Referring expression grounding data

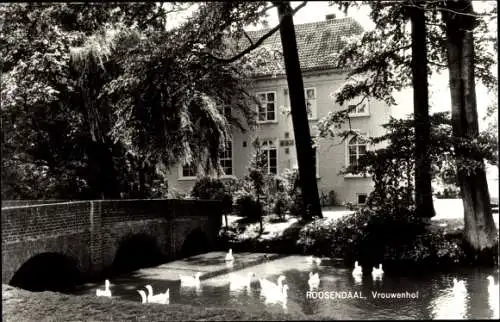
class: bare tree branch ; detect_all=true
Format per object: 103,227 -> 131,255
428,60 -> 448,68
255,3 -> 277,17
404,2 -> 490,18
137,3 -> 190,29
207,1 -> 307,64
243,30 -> 254,46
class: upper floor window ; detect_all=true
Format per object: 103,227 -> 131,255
284,87 -> 317,120
347,101 -> 369,117
256,91 -> 277,123
261,139 -> 278,174
347,132 -> 368,167
219,140 -> 233,176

DIRECTIONS
Exactly as they appear, write out the lines from the one containing "class: upper floor window ; detect_all=true" through the final line of the entries above, both included.

RESPONSE TO THE TASK
class: upper floor window ; detect_all=true
Format per object: 103,227 -> 131,255
284,87 -> 317,120
347,101 -> 369,117
256,91 -> 277,123
261,139 -> 278,174
347,132 -> 368,167
219,140 -> 233,176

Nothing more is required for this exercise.